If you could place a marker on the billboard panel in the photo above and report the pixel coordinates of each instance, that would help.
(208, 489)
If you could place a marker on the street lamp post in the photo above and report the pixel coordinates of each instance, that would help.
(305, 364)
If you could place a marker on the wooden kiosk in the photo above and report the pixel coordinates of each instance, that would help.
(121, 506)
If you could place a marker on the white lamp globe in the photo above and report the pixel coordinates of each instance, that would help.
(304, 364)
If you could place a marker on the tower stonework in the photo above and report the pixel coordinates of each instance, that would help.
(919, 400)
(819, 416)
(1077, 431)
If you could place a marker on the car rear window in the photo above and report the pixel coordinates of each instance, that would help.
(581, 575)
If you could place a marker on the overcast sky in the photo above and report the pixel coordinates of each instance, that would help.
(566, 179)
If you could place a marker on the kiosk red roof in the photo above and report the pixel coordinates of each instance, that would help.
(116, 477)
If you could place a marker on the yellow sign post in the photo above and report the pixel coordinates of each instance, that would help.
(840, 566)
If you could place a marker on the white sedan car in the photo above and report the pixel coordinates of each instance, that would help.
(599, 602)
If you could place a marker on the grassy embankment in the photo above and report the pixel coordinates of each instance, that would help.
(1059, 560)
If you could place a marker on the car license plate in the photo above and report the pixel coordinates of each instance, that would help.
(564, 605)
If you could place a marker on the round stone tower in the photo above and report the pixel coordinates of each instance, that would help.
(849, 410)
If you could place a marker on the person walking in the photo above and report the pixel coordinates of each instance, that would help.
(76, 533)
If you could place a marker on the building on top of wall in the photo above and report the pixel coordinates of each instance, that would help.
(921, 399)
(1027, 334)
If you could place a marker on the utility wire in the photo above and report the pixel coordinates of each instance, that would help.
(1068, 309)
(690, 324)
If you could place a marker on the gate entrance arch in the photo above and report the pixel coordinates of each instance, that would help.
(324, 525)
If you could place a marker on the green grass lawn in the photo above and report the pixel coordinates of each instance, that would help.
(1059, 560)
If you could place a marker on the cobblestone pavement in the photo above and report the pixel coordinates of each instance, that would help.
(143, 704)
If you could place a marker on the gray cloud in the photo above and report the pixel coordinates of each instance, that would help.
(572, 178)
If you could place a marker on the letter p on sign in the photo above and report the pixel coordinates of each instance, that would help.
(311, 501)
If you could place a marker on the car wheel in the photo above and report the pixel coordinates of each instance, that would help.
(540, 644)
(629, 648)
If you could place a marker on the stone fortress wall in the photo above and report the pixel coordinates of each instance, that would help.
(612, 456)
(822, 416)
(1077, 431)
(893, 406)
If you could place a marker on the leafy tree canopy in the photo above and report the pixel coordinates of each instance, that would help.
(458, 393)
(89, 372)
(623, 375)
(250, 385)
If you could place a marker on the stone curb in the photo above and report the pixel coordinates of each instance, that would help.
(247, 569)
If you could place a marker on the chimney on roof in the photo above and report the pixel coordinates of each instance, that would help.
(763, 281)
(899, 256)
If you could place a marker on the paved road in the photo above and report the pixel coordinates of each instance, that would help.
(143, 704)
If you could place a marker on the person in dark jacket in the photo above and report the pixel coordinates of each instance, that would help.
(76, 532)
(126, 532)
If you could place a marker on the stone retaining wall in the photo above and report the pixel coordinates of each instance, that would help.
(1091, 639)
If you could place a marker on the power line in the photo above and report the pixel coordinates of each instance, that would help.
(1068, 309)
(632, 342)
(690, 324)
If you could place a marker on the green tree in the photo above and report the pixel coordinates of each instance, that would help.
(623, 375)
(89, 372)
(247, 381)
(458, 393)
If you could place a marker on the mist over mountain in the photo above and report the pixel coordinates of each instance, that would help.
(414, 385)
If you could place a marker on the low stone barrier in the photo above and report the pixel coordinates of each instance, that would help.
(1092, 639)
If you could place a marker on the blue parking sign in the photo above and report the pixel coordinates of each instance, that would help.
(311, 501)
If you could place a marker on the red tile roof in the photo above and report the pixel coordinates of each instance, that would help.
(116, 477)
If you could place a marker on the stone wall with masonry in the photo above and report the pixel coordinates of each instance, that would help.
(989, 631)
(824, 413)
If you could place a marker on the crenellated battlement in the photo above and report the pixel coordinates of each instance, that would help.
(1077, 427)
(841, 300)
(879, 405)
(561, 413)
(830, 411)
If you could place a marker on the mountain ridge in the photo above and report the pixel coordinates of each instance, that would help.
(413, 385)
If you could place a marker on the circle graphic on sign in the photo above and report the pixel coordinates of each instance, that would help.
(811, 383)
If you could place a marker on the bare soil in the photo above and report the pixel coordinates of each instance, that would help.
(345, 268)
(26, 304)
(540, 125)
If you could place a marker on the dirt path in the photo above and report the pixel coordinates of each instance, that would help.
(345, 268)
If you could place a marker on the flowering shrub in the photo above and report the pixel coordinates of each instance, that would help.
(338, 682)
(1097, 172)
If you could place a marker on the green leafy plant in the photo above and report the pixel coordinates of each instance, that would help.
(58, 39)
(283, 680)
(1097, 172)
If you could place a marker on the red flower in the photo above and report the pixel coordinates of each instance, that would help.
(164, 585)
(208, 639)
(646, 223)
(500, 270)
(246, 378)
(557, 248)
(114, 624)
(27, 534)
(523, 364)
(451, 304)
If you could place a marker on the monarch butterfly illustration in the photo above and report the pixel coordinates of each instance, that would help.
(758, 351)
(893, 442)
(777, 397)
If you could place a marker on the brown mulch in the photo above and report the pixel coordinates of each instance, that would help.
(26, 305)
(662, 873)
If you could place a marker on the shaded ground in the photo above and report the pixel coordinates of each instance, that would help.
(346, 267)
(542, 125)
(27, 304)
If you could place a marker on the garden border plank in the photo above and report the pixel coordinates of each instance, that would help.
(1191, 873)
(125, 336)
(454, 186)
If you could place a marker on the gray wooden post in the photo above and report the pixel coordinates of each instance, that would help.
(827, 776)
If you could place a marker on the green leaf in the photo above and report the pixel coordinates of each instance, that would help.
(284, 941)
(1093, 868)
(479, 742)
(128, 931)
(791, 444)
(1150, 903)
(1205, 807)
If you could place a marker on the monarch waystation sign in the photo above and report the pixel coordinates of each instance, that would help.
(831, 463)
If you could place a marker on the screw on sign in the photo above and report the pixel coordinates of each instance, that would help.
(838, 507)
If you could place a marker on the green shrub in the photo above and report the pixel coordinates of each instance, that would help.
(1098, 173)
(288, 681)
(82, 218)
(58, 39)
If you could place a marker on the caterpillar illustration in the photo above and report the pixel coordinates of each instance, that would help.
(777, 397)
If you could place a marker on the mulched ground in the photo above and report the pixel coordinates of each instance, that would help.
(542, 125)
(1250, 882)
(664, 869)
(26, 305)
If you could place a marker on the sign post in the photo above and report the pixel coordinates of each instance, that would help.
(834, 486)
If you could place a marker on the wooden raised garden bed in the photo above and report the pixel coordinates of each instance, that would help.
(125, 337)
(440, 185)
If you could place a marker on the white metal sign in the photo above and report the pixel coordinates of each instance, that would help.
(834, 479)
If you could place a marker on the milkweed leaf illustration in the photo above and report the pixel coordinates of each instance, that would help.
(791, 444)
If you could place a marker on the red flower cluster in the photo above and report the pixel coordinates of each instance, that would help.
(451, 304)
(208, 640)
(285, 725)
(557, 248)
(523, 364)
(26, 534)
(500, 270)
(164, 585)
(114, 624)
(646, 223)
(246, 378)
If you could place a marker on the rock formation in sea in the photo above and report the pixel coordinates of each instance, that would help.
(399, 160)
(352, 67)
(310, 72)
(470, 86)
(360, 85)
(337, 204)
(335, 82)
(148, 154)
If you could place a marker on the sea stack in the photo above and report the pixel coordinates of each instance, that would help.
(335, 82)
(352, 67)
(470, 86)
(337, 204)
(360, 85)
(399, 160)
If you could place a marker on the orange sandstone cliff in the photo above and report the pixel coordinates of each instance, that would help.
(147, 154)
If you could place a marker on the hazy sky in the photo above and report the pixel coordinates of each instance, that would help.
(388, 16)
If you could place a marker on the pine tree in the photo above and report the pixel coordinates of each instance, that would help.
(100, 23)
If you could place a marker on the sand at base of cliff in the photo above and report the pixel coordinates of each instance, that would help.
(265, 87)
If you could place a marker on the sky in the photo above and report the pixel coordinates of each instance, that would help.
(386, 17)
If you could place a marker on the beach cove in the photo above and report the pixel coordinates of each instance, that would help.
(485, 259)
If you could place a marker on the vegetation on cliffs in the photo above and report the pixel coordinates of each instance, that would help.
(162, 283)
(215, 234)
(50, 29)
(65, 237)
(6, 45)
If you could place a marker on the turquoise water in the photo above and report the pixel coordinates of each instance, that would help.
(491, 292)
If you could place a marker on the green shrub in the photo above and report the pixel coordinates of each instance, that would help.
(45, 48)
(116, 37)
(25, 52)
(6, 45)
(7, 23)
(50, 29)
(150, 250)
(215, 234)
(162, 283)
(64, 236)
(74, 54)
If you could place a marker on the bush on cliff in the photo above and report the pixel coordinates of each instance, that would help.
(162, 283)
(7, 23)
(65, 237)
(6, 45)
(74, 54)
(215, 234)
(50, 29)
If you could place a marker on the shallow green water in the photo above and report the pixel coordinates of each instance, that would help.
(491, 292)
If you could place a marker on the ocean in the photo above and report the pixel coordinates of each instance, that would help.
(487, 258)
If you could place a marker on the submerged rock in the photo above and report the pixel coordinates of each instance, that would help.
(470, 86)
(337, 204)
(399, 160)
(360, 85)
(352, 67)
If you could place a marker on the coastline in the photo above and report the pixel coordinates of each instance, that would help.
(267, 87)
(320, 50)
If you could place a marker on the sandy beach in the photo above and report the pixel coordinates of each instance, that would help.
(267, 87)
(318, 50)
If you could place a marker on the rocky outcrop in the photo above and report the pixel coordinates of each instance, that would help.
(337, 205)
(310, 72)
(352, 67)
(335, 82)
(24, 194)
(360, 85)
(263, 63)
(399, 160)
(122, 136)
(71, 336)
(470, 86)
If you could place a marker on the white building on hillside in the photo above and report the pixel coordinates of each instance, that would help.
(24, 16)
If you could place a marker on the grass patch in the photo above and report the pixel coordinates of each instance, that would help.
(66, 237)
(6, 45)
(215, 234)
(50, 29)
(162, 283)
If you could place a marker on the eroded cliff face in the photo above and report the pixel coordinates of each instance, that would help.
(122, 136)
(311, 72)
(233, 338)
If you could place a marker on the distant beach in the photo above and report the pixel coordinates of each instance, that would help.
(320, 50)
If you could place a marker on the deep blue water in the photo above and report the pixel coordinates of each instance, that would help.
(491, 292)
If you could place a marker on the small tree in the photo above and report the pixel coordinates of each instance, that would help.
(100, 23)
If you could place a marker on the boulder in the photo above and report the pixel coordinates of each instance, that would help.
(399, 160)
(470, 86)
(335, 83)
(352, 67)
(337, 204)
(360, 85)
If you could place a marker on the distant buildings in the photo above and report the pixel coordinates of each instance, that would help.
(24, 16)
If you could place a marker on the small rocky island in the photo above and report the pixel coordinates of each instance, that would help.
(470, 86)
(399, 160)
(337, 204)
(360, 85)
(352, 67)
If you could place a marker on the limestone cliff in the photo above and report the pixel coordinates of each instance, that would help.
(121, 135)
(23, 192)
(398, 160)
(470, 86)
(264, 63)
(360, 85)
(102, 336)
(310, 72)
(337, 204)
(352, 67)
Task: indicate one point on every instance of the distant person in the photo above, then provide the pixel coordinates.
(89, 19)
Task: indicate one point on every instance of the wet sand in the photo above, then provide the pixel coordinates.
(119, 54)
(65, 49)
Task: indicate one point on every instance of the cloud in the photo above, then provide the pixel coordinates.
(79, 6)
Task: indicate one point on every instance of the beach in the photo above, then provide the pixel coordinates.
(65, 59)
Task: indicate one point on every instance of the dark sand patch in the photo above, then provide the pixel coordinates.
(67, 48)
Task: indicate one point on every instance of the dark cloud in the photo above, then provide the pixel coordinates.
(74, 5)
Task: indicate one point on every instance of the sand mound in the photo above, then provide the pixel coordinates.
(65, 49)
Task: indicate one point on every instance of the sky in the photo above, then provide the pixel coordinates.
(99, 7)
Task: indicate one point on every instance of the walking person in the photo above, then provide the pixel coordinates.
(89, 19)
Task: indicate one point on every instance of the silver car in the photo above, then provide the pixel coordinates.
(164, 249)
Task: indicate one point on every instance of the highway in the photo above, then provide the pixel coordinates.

▸ EXERCISE TASK
The lines to reproduce run from the line containing "Task: indicate one point on every instance of the beach" to the end of the listing; write them out exactly and add nothing.

▸ FINISHED ANSWER
Task: indicate one point on every instance of the beach in the photo above, then provide the pixel coordinates.
(65, 59)
Task: indicate one point on every instance of the dark sand patch in the photo above, then provide the pixel coordinates.
(67, 48)
Task: indicate one point on every instance of the dark cloud in the photo above, then provide the pixel coordinates.
(74, 5)
Task: indicate one point on every instance of the sand mound in the photo above, then provide the pixel coordinates.
(65, 49)
Task: indicate one point on every instance of the sky in the photo above, then provide the pixel coordinates.
(99, 7)
Task: indicate one point on every instance of the walking person in the photo above, then provide the pixel coordinates.
(89, 19)
Task: indicate one point on every instance of the silver car in the photo above, then provide the pixel coordinates.
(164, 249)
Task: indicate one point on every instance of the highway in the photo above, then provide the pixel coordinates.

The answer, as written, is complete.